Part of a data file
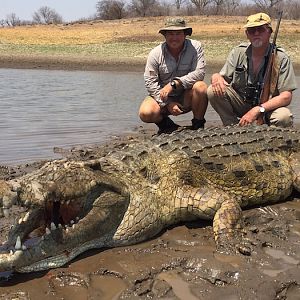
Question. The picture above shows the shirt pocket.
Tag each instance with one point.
(239, 80)
(183, 69)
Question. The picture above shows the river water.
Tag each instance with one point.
(42, 109)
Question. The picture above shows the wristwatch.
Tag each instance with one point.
(262, 110)
(173, 84)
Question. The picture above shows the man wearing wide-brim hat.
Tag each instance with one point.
(174, 76)
(235, 92)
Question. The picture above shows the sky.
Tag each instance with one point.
(70, 10)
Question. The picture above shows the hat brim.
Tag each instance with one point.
(187, 30)
(256, 24)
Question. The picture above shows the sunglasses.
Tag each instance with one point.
(259, 29)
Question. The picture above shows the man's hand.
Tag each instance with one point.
(174, 108)
(218, 84)
(165, 91)
(250, 116)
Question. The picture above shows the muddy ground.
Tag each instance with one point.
(180, 263)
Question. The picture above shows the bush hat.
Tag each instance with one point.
(176, 24)
(258, 20)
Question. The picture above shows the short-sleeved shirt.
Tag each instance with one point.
(237, 70)
(162, 67)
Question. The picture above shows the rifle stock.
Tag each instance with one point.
(266, 85)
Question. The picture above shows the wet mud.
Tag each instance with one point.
(180, 263)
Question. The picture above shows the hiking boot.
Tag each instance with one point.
(166, 125)
(197, 124)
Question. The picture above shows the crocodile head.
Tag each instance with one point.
(70, 208)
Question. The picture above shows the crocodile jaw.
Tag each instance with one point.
(60, 245)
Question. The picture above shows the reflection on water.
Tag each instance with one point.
(42, 109)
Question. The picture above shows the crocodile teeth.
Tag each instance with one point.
(18, 245)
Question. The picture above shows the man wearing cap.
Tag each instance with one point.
(173, 77)
(234, 91)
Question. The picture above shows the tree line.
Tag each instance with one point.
(120, 9)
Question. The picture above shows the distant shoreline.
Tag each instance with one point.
(79, 64)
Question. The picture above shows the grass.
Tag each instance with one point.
(130, 40)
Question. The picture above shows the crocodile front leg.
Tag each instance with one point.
(224, 209)
(227, 226)
(295, 166)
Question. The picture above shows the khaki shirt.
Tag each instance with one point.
(161, 67)
(237, 70)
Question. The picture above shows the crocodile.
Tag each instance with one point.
(132, 193)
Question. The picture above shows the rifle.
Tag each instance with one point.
(271, 73)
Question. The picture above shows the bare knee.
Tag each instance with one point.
(149, 111)
(200, 87)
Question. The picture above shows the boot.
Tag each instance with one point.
(166, 125)
(196, 124)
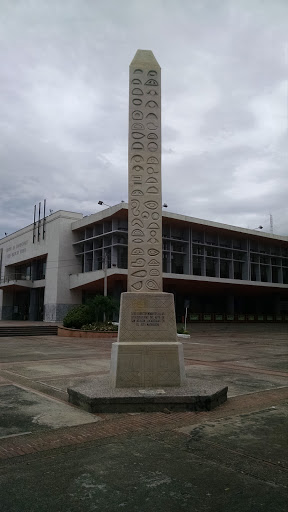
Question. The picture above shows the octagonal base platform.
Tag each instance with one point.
(98, 396)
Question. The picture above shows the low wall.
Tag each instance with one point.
(77, 333)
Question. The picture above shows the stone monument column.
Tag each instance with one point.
(147, 353)
(144, 164)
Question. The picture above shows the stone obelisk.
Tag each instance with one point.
(147, 353)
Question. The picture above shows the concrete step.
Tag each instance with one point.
(29, 330)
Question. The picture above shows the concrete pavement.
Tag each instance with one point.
(231, 459)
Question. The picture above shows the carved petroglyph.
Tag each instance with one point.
(150, 104)
(135, 207)
(137, 145)
(137, 286)
(152, 190)
(151, 116)
(152, 205)
(139, 126)
(137, 222)
(152, 82)
(144, 138)
(137, 251)
(139, 262)
(153, 225)
(137, 135)
(152, 126)
(137, 179)
(137, 159)
(153, 262)
(137, 92)
(137, 168)
(153, 252)
(137, 115)
(152, 146)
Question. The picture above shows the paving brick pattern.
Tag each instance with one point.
(123, 424)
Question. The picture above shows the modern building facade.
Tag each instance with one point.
(219, 272)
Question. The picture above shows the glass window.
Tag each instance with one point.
(197, 266)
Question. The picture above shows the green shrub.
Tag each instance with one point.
(96, 310)
(78, 316)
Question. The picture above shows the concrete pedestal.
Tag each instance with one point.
(147, 353)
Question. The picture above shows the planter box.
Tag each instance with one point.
(77, 333)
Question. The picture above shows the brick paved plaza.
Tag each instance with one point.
(55, 457)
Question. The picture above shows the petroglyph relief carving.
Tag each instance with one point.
(151, 116)
(137, 159)
(153, 252)
(137, 286)
(149, 104)
(139, 262)
(137, 92)
(152, 82)
(140, 273)
(152, 160)
(137, 115)
(138, 232)
(138, 168)
(139, 126)
(153, 263)
(152, 285)
(135, 207)
(152, 205)
(137, 222)
(138, 135)
(153, 225)
(137, 251)
(137, 145)
(152, 146)
(152, 190)
(152, 126)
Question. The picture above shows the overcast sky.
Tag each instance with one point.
(64, 106)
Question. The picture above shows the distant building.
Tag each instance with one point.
(219, 272)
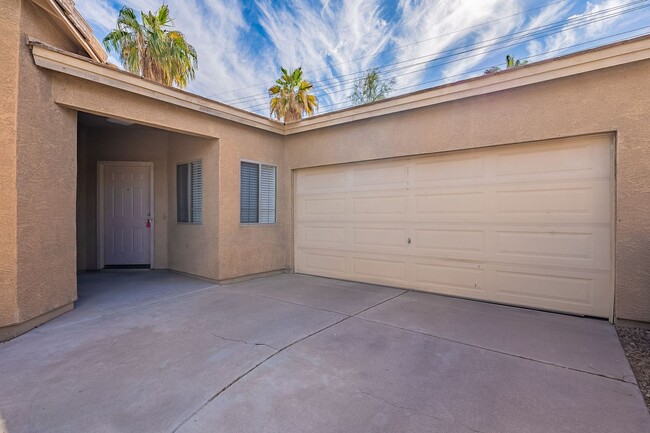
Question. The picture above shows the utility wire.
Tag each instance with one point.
(437, 63)
(404, 46)
(538, 31)
(464, 74)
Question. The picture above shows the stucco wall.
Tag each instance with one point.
(194, 248)
(613, 99)
(249, 248)
(119, 144)
(45, 167)
(9, 58)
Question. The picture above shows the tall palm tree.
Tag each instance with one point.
(151, 48)
(512, 63)
(371, 88)
(291, 97)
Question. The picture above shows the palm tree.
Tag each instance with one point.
(370, 88)
(510, 63)
(291, 97)
(151, 49)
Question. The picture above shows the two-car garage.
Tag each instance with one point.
(526, 224)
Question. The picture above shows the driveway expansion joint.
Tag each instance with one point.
(250, 343)
(552, 364)
(246, 373)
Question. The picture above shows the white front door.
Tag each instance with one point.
(127, 214)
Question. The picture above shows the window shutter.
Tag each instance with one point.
(267, 194)
(197, 192)
(249, 193)
(182, 193)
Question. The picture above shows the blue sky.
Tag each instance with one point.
(419, 43)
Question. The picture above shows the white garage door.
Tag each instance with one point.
(522, 224)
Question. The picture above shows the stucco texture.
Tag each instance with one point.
(44, 154)
(247, 249)
(194, 248)
(9, 58)
(607, 100)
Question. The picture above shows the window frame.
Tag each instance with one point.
(190, 179)
(259, 192)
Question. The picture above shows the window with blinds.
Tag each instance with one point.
(189, 192)
(257, 198)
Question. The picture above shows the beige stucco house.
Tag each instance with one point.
(528, 187)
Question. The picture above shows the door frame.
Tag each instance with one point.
(100, 207)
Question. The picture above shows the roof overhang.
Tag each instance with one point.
(75, 25)
(51, 58)
(608, 56)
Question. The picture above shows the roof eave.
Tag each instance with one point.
(57, 60)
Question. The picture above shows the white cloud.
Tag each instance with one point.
(599, 19)
(336, 41)
(332, 43)
(445, 25)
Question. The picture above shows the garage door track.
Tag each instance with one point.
(153, 351)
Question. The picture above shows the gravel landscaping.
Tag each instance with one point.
(636, 343)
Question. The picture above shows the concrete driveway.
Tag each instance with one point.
(154, 351)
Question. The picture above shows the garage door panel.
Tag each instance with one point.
(446, 277)
(448, 239)
(453, 170)
(386, 268)
(327, 263)
(383, 176)
(315, 208)
(368, 237)
(586, 248)
(560, 290)
(580, 202)
(322, 180)
(449, 204)
(316, 235)
(523, 225)
(381, 207)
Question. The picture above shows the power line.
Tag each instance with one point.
(537, 32)
(425, 83)
(437, 62)
(406, 45)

[Exercise instructions] Rewrite all the records above with "every instance" substituted for "each instance" and nothing else changed. Omit the pictures from your answer.

[Task answer]
Question. The picture above shows the shirt pocket.
Tag every instance with one point.
(239, 80)
(183, 69)
Question. The picture above shows the river water.
Tag every instance with one point.
(42, 109)
Question. The picture above shows the wristwatch.
Tag every instance with one point.
(262, 110)
(173, 84)
Question. The picture above shows the man wearing wide-brim hat.
Tag every instance with one point.
(174, 76)
(235, 92)
Question. The picture above shows the sky.
Tag every instance with one point.
(70, 10)
Question. The picture above shows the hat brim.
Tag every instance with one point.
(187, 30)
(256, 24)
Question. The picture above shows the sunglasses.
Tag every instance with one point.
(259, 29)
Question. The picture above shows the man's hand.
Tag every instance with one point.
(174, 108)
(218, 84)
(165, 91)
(250, 116)
Question. The picture above shows the muddy ground.
Tag every instance with one point.
(180, 263)
Question. The picture above shows the bush hat.
Tag every instance with one point.
(176, 24)
(258, 20)
Question. The picture above shows the short-sleeved shirt.
Tag every instance with one point.
(237, 70)
(162, 67)
Question. The picture above shows the rifle stock.
Tag every instance with one point.
(266, 85)
Question. The picture above shows the wet mud.
Tag every instance with one point.
(180, 263)
Question. The picture above shows the hiking boot.
Tag every instance with one point.
(166, 125)
(197, 124)
Question. The picture above shows the crocodile head.
Tag every instance with one point.
(70, 208)
Question. The picture above shows the crocodile jaw.
Tag every instance with one point.
(60, 245)
Question. The picture above shows the reflection on water.
Tag every instance with one point.
(42, 109)
Question. The picture above shows the crocodile teeth.
Tag every instance with one point.
(18, 245)
Question. The picture above shows the man wearing cap.
Tag every instance with one point.
(173, 77)
(234, 91)
Question. The picture above shows the tree line.
Tag every instance with one point.
(120, 9)
Question. The picture above shows the distant shoreline.
Tag every instance with one point.
(79, 64)
Question. The picture above shows the grass.
Tag every instance with one point.
(130, 40)
Question. The picture above shows the crocodile front leg.
Tag every instance with one point.
(224, 209)
(227, 226)
(295, 166)
Question. The picture above shows the khaki shirt.
Tag every instance with one point.
(161, 67)
(237, 70)
Question. The picture above shows the crocodile.
Tag every instance with one point.
(132, 193)
Question. The picture above shows the rifle.
Tag every instance with one point.
(271, 73)
Question. The picture above shows the bare knee.
Tag every instance with one point.
(149, 111)
(200, 87)
Question. The picture above shows the boot.
Tag every instance with one point.
(166, 125)
(196, 124)
Question. The picture above shows the octagonal base platform.
Tag every instance with one point.
(98, 396)
Question. The picture above shows the low wall.
Tag every instance with one point.
(77, 333)
Question. The picture above shows the stone monument column.
Tag every instance with one point.
(147, 353)
(144, 164)
Question. The picture above shows the stone obelisk.
Tag every instance with one point.
(147, 353)
Question. The picture above shows the concrete step.
Tag every instance with one point.
(29, 330)
Question. The picture above shows the concrete pavement.
Tag every instance with one point.
(231, 459)
Question. The picture above shows the carved petroglyph.
Tag every instance with one point.
(150, 104)
(135, 207)
(137, 145)
(137, 286)
(152, 190)
(151, 116)
(152, 205)
(139, 126)
(137, 222)
(152, 82)
(144, 138)
(137, 251)
(139, 262)
(153, 225)
(137, 135)
(152, 126)
(137, 179)
(137, 159)
(153, 262)
(137, 92)
(137, 168)
(153, 252)
(137, 115)
(152, 146)
Question. The picture above shows the paving brick pattern.
Tag every instance with one point.
(123, 424)
Question. The picture above shows the modern building facade.
Tag every instance with one point.
(219, 272)
Question. The picture above shows the glass window.
Tag every instance with one point.
(197, 266)
Question. The picture above shows the green shrub.
Tag every instance with one point.
(96, 310)
(78, 316)
Question. The picture above shows the concrete pedestal.
Tag every instance with one point.
(147, 353)
Question. The picture above shows the planter box.
Tag every instance with one point.
(77, 333)
Question. The picture above shows the brick paved plaza.
Tag every instance with one point.
(55, 457)
Question. The picture above shows the petroglyph relief carving.
Tag every instance with one point.
(151, 116)
(137, 159)
(153, 252)
(137, 286)
(149, 104)
(139, 262)
(137, 92)
(152, 82)
(140, 273)
(152, 160)
(137, 115)
(138, 232)
(138, 168)
(139, 126)
(153, 263)
(152, 285)
(135, 207)
(152, 205)
(137, 222)
(138, 135)
(153, 225)
(137, 251)
(137, 145)
(152, 146)
(152, 190)
(152, 126)
Question. The picture above shows the overcast sky.
Tag every instance with one point.
(64, 106)
Question. The picture above shows the distant building.
Tag every instance with one point.
(219, 272)
Question. The picture above shows the utility wire.
Tag every instance with one point.
(437, 63)
(404, 46)
(538, 31)
(464, 74)
Question. The picture above shows the stucco wall.
Tag every instance with one point.
(194, 248)
(613, 99)
(249, 248)
(119, 144)
(45, 167)
(9, 58)
Question. The picture above shows the tall palm tree.
Tag every instance with one point.
(151, 48)
(512, 63)
(371, 88)
(291, 97)
Question. The picture above shows the palm tree.
Tag every instance with one point.
(370, 88)
(510, 63)
(291, 97)
(151, 49)
Question. The picture above shows the two-car garage.
Tag every instance with one point.
(526, 224)
Question. The picture above shows the driveway expansion joint.
Tag every instance with one point.
(250, 343)
(552, 364)
(246, 373)
Question. The picture above shows the white front door.
Tag every instance with one point.
(127, 214)
Question. The picture above shows the window shutter.
Tag every instance with one point.
(267, 194)
(197, 192)
(249, 193)
(182, 193)
Question. The picture above shows the blue sky.
Tag every instance with one point.
(419, 43)
Question. The picture above shows the white garage door.
Tag every instance with one point.
(522, 224)
Question. The picture above shows the stucco texture.
Tag every instance with one point.
(44, 154)
(247, 249)
(194, 248)
(9, 58)
(607, 100)
Question. The picture above shows the window frame.
Tag every instance with one point.
(190, 179)
(259, 192)
Question. The picture above shows the window with blinds.
Tag every instance with one point.
(189, 192)
(257, 198)
Question. The picture above shows the beige stucco house.
Tag every instance with one point.
(528, 187)
Question. The picture above shows the door frame.
Tag every instance with one point.
(100, 207)
Question. The picture above shows the roof overhang.
Tag every instance with one point.
(75, 25)
(51, 58)
(608, 56)
Question. The picture above shows the roof eave.
Tag every instance with one point.
(57, 60)
Question. The picture above shows the white cloud.
Tag every instance with one point.
(599, 19)
(336, 41)
(332, 43)
(445, 25)
Question. The picture above shows the garage door track.
Tag every instance with one point.
(153, 351)
Question. The picture above shows the gravel landscaping.
Tag every instance with one point.
(636, 343)
Question. The picture above shows the concrete driveway.
Tag every instance with one point.
(154, 351)
Question. The picture above shows the garage door panel.
Tag every instance with one point.
(446, 277)
(448, 239)
(453, 170)
(386, 268)
(327, 263)
(383, 176)
(315, 208)
(368, 237)
(586, 248)
(560, 290)
(580, 202)
(322, 180)
(449, 204)
(316, 235)
(523, 225)
(381, 207)
Question. The picture above shows the power line.
Tag every instance with one point.
(537, 32)
(425, 83)
(437, 62)
(406, 45)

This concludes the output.